DOCUMENT:
▬▬▬

Karin Fossum: Don't Look Back!
In a sleepy little village at the foot of a Norwegian mountain, a child — 6 year old Ragnhild — goes missing. It is a village where the children run in and out of one another's houses and play unafraid in the streets. Yet the search for her reveals the naked body of a well-liked local schoolgirl. Why would anyone want to murder Annie Holland? The investigation is in the hands of Inspector Konrad Sejer and his young colleague Jacob Skarre.
Don't Look Back! is a wonderful book with great characters, and very carefully written. The dialogue is realistic. It is also a book that gives a strong sense of community and that makes you feel and know that, yeah, this is how is could really have happened. The book is highly recommended to anyone who likes police-procedural novels.
Read an excerpt of Don't Look Back! at the Hardcourt publishers' site.
Aftenposten's reviewer said the book "has hit the bull's eye. It has scored a direct hit and is an exceptional top score! This is a dazzling writing in the crime genre".
"Don't Look Back! shows just how well Fossum deserves her continental fame." -- Sunday Times
He Who Fears the Wolf, by Karin Fossum
Shortly after a schizophrenic, named Errki, escapes from a nearby mental institution, an elderly woman, Halldis Horn, is found murdered, her body lying across the steps of her small home. And there is a witness, an overweight boy who lives in a group home, Kannick Snellingen. Kannick hastily informs local law enforcement, and Chief Inspector Konrad Sejer is called to investigate the crime but gets sidetracked by a bank robbery/hostage situation that occurs moments after Sejer notices a suspicious character entering the bank.
A focal point in He Who Fears the Wolf is the strange relationship between the bank robber, who takes Errki as a hostage, and Errki. This relationship is quite dynamic, beautifully described, quite Hegelian in character, and that lends a lot of drive to the book. We feel how the power in the relationship switches, despite the fact that the bank robber holds a gun.

▬▬▬

Collected data
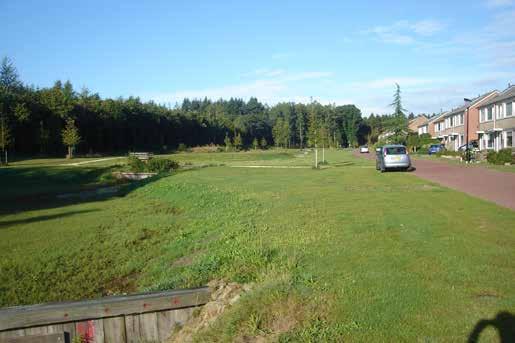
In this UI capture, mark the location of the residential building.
[408,114,429,134]
[476,85,515,151]
[427,112,449,139]
[432,91,498,151]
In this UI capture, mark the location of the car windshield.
[385,146,406,155]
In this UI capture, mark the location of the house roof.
[430,90,497,122]
[429,111,449,123]
[481,85,515,107]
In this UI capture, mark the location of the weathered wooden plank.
[0,287,209,331]
[139,312,159,342]
[25,326,48,336]
[156,310,175,342]
[103,317,127,343]
[1,332,66,343]
[0,329,25,343]
[92,319,104,343]
[173,308,195,326]
[63,323,75,342]
[125,314,141,343]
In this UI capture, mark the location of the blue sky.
[0,0,515,115]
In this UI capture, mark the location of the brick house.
[408,114,429,135]
[476,85,515,151]
[431,91,497,151]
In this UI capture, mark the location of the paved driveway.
[356,153,515,210]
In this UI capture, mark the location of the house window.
[495,104,503,119]
[486,133,494,149]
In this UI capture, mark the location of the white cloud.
[349,77,445,89]
[486,0,514,8]
[272,52,291,60]
[411,20,445,36]
[243,68,285,78]
[362,19,445,44]
[146,69,332,104]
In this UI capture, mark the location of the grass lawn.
[0,151,515,342]
[411,154,515,173]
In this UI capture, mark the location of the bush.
[127,156,179,173]
[127,156,147,173]
[436,150,461,157]
[146,158,179,173]
[177,143,189,152]
[486,149,513,165]
[417,147,429,155]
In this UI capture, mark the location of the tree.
[62,118,80,158]
[308,104,320,168]
[390,83,406,116]
[295,106,306,149]
[259,137,268,149]
[234,132,243,150]
[224,133,232,151]
[319,123,329,163]
[0,116,11,165]
[0,57,22,92]
[14,103,30,123]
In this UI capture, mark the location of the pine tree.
[308,104,320,168]
[390,83,406,115]
[224,133,232,151]
[0,116,11,165]
[61,118,80,158]
[272,117,285,146]
[259,137,268,149]
[234,132,243,150]
[0,57,22,92]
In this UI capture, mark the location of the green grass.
[0,151,515,342]
[411,154,515,173]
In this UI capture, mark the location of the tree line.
[0,58,394,161]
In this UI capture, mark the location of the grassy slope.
[0,152,515,341]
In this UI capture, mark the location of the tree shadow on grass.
[0,168,173,215]
[0,209,99,230]
[467,311,515,343]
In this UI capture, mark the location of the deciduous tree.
[62,118,80,158]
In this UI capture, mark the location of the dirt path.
[355,153,515,210]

▬▬▬

STATED PROBLEM A:
Answer these questions about the Karin Fossum reviews:
(i) How old is the missing child, Ragnhild?
(ii) Whose reviewer said Don't Look Back! "has hit the bull's eye"?
(iii) In He Who Fears the Wolf, who is the witness to Halldis Horn's murder?
STATED PROBLEM B: Can you write out the Karin Fossum reviews from "In a sleepy" up to and including "Hardcourt publishers' site."?

EXPECTED OUTPUT A:
(i) She is 6 years old.
(ii) Aftenposten's reviewer.
(iii) Kannick Snellingen, an overweight boy who lives in a group home.

EXPECTED OUTPUT B:
In a sleepy little village at the foot of a Norwegian mountain, a child — 6 year old Ragnhild — goes missing. It is a village where the children run in and out of one another's houses and play unafraid in the streets. Yet the search for her reveals the naked body of a well-liked local schoolgirl. Why would anyone want to murder Annie Holland? The investigation is in the hands of Inspector Konrad Sejer and his young colleague Jacob Skarre.
Don't Look Back! is a wonderful book with great characters, and very carefully written. The dialogue is realistic. It is also a book that gives a strong sense of community and that makes you feel and know that, yeah, this is how is could really have happened. The book is highly recommended to anyone who likes police-procedural novels.
Read an excerpt of Don't Look Back! at the Hardcourt publishers' site.